■ **Goal**
Update the part of the records that opens with the line containing "Run through the image above and flag every german" and runs through the end of the records, replacing "bokeh background" with "blurred background" and keeping everything else the same.

Object detection records
/---

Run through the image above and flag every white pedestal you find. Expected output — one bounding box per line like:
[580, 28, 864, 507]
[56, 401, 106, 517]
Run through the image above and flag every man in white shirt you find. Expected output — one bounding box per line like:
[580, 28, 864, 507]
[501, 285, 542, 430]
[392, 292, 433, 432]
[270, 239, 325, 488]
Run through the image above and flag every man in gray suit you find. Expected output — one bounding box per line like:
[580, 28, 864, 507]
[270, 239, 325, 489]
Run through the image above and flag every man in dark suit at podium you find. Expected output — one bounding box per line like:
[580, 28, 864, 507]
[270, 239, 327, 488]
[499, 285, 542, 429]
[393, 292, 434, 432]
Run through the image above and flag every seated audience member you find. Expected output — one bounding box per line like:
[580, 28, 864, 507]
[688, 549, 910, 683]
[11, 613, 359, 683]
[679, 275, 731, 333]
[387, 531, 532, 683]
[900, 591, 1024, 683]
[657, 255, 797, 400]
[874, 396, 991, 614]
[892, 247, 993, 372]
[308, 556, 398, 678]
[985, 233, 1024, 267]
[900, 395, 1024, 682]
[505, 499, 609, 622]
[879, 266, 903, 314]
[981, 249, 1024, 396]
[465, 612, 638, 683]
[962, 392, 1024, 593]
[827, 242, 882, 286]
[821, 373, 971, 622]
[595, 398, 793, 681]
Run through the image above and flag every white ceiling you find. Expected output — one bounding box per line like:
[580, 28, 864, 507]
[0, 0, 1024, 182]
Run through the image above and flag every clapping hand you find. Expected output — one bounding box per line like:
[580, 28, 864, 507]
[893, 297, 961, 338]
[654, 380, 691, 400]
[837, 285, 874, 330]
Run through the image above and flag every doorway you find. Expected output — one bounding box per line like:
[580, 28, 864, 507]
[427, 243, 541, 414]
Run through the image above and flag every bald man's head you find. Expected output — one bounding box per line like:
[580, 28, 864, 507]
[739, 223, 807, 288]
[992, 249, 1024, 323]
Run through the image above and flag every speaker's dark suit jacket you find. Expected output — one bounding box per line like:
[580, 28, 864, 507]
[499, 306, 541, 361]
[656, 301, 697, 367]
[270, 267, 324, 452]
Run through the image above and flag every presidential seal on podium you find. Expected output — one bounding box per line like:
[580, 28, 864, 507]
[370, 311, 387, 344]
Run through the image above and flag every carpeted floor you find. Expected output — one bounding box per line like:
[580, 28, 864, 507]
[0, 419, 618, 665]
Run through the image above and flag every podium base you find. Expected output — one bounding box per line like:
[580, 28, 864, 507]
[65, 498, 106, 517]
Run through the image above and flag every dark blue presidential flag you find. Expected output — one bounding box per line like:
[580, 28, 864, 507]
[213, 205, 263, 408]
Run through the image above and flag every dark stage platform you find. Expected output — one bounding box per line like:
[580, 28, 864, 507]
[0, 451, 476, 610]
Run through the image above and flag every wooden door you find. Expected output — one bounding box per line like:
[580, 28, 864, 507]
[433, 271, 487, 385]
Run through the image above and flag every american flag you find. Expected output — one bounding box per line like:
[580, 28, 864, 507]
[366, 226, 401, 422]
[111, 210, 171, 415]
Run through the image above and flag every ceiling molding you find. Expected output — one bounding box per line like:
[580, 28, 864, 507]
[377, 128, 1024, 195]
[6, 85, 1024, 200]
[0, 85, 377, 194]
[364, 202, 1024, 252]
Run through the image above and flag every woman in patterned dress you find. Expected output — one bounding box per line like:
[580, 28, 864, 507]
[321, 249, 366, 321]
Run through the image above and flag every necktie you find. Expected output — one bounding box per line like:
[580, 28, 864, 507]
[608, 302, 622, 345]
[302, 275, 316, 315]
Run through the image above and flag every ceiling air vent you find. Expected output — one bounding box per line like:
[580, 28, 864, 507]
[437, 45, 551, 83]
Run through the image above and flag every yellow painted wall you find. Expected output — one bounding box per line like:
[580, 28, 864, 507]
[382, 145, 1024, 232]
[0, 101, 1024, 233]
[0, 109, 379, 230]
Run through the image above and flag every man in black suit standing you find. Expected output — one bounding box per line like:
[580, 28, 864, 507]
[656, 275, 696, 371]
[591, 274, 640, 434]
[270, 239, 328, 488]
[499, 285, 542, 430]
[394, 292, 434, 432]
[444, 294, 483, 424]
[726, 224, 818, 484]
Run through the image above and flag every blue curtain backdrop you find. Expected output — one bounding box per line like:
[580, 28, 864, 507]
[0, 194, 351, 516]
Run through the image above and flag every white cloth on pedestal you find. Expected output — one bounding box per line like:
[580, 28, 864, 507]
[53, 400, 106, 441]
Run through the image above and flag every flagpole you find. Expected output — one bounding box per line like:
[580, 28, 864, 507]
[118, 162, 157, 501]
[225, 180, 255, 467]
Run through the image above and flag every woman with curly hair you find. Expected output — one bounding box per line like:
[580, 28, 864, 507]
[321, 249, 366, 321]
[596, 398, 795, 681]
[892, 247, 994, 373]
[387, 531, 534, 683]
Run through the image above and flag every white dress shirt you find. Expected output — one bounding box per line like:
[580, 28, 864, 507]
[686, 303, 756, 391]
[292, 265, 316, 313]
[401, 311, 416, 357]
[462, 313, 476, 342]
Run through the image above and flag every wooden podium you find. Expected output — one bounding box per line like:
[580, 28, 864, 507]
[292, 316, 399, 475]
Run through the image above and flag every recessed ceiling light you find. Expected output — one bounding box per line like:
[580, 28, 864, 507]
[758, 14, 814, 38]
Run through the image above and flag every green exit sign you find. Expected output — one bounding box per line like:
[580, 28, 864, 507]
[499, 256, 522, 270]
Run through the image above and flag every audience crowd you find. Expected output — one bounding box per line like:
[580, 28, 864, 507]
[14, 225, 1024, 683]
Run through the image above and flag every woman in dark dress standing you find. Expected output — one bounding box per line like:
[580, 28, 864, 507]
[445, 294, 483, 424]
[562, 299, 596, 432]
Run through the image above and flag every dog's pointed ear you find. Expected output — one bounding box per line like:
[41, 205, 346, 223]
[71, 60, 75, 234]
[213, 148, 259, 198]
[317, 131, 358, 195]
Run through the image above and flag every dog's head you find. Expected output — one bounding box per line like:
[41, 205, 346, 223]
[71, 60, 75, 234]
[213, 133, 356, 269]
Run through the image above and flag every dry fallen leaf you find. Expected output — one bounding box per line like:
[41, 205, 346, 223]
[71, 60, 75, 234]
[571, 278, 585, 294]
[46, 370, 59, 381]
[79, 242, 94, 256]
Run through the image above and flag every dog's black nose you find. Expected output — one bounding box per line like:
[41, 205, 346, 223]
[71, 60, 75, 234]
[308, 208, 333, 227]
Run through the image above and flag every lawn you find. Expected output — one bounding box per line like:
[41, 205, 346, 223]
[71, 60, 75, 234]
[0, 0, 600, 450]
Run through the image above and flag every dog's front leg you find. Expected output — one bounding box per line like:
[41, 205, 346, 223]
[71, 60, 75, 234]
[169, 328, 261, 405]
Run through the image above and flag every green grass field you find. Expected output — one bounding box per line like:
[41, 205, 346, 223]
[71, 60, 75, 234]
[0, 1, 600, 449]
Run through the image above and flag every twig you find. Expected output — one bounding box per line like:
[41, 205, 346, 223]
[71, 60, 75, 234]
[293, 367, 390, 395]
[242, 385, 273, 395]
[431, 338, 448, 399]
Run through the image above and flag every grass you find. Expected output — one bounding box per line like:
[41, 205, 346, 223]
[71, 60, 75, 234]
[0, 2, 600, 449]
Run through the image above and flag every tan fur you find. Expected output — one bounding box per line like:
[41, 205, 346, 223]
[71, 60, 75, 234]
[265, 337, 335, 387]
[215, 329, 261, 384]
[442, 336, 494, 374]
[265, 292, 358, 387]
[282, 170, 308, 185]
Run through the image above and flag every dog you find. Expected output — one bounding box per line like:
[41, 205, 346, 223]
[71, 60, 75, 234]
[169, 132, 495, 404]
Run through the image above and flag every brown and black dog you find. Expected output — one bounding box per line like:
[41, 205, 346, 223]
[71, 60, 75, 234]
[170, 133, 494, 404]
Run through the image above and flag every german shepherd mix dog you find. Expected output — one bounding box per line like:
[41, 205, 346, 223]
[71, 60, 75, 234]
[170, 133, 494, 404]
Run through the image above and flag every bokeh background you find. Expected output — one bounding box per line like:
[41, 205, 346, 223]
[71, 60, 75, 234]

\---

■ **Complete answer**
Run through the image above and flag every german shepherd mix dog you find. Expected output — one bounding box per line like:
[41, 205, 346, 223]
[71, 60, 75, 234]
[170, 133, 494, 404]
Run through the image above and flag every blurred background you find. Expected output — one bounding box per line like:
[41, 205, 346, 223]
[71, 60, 75, 234]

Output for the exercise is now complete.